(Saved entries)
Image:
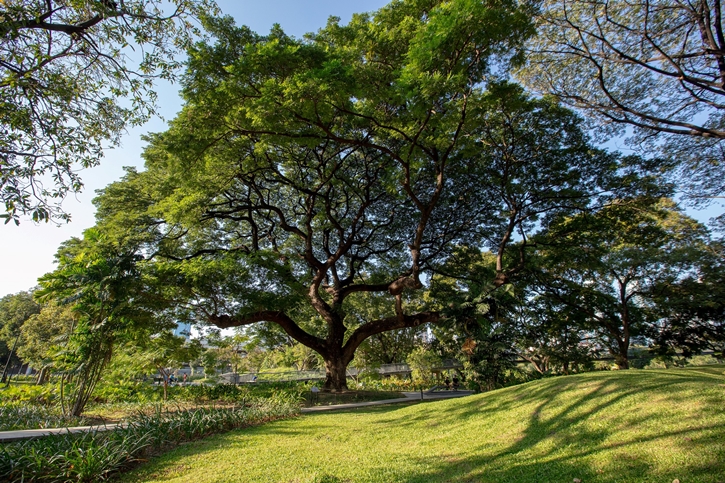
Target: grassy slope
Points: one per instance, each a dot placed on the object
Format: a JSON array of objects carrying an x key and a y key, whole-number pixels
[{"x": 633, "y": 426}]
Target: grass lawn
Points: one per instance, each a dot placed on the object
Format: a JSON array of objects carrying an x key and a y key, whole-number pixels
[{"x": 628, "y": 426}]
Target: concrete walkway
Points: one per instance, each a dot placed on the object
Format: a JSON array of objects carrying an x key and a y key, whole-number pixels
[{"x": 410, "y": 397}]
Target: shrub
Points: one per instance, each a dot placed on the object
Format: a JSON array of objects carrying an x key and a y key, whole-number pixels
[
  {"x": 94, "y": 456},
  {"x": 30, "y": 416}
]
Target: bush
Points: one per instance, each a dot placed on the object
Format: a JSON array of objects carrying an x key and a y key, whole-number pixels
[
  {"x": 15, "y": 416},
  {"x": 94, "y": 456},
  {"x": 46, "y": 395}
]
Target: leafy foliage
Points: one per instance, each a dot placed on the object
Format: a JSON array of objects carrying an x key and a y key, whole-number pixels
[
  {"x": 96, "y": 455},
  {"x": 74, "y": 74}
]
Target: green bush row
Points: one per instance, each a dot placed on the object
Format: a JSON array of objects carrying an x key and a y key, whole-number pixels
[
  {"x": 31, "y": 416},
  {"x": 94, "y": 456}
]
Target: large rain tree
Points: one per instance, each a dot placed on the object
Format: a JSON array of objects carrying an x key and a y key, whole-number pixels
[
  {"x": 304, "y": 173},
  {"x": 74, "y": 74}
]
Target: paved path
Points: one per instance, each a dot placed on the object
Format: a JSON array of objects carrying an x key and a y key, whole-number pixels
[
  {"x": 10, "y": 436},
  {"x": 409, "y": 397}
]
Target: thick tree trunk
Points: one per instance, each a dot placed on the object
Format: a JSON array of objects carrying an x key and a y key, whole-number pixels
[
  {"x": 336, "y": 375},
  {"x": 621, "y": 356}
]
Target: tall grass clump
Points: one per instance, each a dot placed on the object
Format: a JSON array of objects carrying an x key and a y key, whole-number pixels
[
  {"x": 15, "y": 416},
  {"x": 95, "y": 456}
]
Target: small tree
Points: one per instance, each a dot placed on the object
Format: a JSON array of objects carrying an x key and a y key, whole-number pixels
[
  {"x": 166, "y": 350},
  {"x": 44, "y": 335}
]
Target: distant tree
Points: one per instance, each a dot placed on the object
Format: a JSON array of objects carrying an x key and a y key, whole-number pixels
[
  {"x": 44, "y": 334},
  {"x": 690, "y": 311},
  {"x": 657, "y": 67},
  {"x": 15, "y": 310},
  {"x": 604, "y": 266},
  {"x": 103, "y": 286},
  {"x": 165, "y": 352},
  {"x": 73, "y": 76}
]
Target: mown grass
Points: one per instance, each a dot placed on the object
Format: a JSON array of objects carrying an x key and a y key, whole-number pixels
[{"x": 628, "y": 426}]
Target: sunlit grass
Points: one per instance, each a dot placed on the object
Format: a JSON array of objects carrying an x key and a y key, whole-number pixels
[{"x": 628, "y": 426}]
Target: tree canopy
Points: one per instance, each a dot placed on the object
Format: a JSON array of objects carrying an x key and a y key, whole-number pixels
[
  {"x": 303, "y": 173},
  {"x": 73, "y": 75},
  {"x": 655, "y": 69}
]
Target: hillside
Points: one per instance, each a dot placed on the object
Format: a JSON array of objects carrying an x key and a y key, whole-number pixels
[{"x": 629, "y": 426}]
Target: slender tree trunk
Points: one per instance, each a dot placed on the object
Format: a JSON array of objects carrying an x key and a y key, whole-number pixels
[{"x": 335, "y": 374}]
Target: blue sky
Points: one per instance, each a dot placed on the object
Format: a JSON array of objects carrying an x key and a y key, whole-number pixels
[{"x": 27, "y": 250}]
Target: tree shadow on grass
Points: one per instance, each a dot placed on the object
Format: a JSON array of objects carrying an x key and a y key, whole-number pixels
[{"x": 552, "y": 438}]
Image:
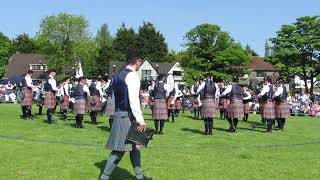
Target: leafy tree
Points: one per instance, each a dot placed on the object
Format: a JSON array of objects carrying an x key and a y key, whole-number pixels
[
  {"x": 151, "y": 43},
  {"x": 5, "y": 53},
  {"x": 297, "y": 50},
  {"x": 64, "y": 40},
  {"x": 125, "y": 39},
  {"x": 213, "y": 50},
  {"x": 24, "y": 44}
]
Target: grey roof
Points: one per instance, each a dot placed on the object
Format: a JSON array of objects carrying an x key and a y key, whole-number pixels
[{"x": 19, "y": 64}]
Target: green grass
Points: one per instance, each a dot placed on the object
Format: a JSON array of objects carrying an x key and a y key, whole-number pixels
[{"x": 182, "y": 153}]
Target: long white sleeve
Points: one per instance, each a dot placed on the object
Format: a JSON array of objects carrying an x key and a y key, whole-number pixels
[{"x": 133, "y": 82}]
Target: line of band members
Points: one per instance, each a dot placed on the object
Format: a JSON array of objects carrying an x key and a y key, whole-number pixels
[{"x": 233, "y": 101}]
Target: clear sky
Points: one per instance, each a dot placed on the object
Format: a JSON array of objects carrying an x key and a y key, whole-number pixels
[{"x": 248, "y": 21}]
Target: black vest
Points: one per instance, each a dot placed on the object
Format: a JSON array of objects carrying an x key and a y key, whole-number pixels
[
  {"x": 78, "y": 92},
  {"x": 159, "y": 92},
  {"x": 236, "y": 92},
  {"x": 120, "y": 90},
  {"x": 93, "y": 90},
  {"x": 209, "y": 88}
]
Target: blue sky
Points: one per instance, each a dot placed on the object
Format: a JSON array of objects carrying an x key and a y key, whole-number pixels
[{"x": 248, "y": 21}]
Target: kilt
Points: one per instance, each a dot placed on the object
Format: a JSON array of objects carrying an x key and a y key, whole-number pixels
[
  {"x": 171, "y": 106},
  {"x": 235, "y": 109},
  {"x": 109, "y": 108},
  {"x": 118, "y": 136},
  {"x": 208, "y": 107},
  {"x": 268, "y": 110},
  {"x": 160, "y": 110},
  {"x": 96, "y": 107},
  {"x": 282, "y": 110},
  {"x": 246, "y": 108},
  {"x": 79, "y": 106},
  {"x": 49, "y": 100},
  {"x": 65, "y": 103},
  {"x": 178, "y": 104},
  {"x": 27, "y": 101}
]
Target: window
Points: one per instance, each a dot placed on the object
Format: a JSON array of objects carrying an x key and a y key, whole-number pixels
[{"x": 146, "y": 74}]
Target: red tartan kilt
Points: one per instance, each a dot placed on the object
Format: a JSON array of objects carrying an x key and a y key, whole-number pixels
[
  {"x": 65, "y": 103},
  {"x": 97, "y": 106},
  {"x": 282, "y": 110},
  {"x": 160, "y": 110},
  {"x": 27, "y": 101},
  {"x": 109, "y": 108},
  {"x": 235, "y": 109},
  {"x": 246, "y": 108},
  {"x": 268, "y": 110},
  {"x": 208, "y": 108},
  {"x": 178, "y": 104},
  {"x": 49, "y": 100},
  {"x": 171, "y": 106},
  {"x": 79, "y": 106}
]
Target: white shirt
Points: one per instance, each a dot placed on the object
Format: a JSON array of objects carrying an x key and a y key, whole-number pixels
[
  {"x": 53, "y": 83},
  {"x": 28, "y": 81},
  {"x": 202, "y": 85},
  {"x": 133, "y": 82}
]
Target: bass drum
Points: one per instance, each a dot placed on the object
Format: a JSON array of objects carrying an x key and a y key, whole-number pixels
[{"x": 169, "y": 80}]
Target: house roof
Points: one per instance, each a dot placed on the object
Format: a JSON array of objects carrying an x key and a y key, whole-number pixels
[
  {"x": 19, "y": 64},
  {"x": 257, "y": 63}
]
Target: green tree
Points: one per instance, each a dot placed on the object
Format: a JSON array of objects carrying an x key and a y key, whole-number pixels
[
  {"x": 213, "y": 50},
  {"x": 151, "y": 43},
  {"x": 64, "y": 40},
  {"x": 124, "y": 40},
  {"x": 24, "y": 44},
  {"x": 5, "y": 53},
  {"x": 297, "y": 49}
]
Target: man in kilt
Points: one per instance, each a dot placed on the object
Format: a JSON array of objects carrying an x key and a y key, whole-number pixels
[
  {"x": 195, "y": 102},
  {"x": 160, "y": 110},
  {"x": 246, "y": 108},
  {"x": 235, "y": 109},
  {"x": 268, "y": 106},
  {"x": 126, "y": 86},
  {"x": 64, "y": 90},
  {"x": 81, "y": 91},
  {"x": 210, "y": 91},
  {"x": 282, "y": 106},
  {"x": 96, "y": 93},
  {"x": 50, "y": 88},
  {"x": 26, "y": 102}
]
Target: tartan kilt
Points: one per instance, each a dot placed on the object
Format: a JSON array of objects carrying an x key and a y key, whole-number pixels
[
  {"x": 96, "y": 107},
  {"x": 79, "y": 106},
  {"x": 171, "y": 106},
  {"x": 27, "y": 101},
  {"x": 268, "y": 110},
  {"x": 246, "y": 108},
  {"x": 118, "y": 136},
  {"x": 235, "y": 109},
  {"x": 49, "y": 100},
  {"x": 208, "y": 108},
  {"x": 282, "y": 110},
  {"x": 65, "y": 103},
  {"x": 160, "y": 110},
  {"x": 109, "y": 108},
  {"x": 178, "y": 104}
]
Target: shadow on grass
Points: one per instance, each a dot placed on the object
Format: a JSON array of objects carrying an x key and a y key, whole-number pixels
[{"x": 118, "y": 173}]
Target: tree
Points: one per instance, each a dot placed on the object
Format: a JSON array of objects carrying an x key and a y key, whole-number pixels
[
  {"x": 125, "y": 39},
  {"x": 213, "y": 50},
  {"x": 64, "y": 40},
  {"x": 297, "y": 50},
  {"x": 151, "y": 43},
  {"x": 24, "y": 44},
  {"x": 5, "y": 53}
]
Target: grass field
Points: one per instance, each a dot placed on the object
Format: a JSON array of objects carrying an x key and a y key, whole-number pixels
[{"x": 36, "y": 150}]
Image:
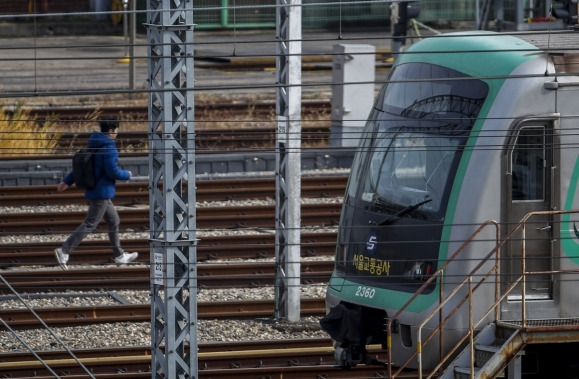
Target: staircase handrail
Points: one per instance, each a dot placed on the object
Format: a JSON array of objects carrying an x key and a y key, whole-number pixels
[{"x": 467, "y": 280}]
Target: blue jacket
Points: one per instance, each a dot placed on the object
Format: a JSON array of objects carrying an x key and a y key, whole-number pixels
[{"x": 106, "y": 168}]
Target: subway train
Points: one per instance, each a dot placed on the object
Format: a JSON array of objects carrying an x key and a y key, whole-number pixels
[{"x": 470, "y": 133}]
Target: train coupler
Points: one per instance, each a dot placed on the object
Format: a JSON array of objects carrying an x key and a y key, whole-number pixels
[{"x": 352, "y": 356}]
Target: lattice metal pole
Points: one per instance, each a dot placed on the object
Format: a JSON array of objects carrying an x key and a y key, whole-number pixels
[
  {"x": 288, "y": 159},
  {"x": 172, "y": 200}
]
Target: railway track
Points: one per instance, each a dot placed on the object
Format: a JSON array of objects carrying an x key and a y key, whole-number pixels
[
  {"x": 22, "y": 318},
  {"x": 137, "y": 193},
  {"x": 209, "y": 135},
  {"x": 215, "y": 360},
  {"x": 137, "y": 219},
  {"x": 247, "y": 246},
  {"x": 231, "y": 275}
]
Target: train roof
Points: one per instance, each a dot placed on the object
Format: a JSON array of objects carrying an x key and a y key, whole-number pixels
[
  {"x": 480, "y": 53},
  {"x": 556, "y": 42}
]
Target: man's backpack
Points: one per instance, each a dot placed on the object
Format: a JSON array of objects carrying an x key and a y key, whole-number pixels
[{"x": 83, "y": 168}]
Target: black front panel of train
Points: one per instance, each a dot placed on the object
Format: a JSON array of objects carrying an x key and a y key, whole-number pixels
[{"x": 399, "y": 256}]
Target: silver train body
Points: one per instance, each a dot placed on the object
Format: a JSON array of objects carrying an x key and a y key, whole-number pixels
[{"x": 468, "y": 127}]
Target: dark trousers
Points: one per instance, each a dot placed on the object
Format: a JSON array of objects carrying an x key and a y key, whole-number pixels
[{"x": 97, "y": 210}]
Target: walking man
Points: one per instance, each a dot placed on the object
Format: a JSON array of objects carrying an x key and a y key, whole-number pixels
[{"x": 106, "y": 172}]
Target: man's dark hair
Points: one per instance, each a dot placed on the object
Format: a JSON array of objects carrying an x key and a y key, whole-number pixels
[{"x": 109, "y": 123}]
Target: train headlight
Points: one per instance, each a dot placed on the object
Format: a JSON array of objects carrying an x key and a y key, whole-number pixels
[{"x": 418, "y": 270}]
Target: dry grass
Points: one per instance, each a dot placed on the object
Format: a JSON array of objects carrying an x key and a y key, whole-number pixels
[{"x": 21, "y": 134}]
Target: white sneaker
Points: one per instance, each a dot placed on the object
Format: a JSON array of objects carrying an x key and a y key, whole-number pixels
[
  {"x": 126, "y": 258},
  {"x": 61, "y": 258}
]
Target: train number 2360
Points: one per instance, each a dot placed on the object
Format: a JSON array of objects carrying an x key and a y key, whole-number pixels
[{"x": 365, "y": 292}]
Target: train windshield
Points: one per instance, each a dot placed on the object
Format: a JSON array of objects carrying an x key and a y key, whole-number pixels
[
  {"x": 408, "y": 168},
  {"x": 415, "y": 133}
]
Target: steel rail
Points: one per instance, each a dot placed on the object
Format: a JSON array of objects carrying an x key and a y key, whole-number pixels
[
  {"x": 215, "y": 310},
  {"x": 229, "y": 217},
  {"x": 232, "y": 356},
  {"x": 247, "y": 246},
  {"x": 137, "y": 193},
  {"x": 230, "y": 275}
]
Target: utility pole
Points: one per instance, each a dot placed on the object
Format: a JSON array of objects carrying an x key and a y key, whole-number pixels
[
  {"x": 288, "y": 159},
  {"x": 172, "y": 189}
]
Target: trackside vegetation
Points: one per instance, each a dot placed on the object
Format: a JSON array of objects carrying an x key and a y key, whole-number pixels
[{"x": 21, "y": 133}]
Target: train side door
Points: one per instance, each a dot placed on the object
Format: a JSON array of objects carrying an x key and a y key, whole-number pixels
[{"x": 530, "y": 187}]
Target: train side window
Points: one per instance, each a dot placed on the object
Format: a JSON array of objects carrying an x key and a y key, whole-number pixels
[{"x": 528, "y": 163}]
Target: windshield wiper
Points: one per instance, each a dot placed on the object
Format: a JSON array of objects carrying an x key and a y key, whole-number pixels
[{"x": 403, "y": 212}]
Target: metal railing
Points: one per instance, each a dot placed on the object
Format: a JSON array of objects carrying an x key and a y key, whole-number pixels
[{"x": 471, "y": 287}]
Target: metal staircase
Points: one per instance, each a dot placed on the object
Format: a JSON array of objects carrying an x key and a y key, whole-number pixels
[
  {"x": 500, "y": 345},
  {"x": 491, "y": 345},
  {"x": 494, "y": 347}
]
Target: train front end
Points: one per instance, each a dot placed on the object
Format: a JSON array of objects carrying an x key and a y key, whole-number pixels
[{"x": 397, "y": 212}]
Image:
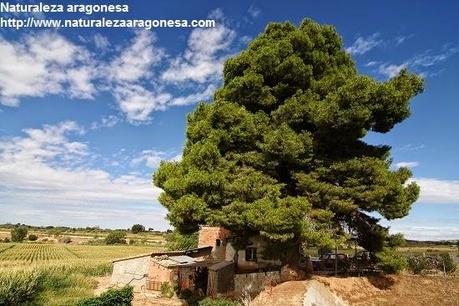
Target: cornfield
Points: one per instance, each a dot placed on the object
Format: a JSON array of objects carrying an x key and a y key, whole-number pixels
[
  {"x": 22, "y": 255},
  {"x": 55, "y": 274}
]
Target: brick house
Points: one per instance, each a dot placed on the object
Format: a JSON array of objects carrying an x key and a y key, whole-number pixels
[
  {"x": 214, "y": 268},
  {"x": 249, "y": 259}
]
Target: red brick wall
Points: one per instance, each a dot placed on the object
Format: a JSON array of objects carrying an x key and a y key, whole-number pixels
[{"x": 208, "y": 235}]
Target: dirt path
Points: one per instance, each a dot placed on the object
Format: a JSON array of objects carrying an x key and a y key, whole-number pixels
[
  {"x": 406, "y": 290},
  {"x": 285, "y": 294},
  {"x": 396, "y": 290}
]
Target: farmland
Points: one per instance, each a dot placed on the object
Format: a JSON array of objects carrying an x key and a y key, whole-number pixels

Set task: Please write out the material from the line containing "Target: train front end" to its final line, both inclusive, exactly as it appears; pictures are not part of the copy.

Answer to this exercise:
Target: train front end
Points: one per instance, each a dot placed on the object
Format: a JSON array of objects carrying an x key and a y key, whole-number pixels
[{"x": 397, "y": 212}]
Image:
Target: cornfield
Points: one per instance, each a dot placed on the object
Format: a JSON array of objects carrying an x key and a y key, whole-number pixels
[
  {"x": 22, "y": 255},
  {"x": 55, "y": 274}
]
Target: brick house
Points: one per instance, each a dot placed on the object
Format: a JSON array of objects carrying an x key and a y key, whole-number pixels
[
  {"x": 214, "y": 268},
  {"x": 249, "y": 259}
]
Target: red brick wall
Points: one per instance, each a dot placed on the object
Format: a JSON array of objects carrying an x key and a y key, whole-number pixels
[{"x": 208, "y": 235}]
Target: dirt path
Points: one per instance, each a dot placed on the object
Format: a JSON array of objects carrying an x key and a y key, whole-number pixels
[
  {"x": 406, "y": 290},
  {"x": 285, "y": 294},
  {"x": 396, "y": 290}
]
Target: farmland
Points: one per instance, each a dot placed on the object
Format: a JSON array of objects carrying an x key and a y key, whole-number pixels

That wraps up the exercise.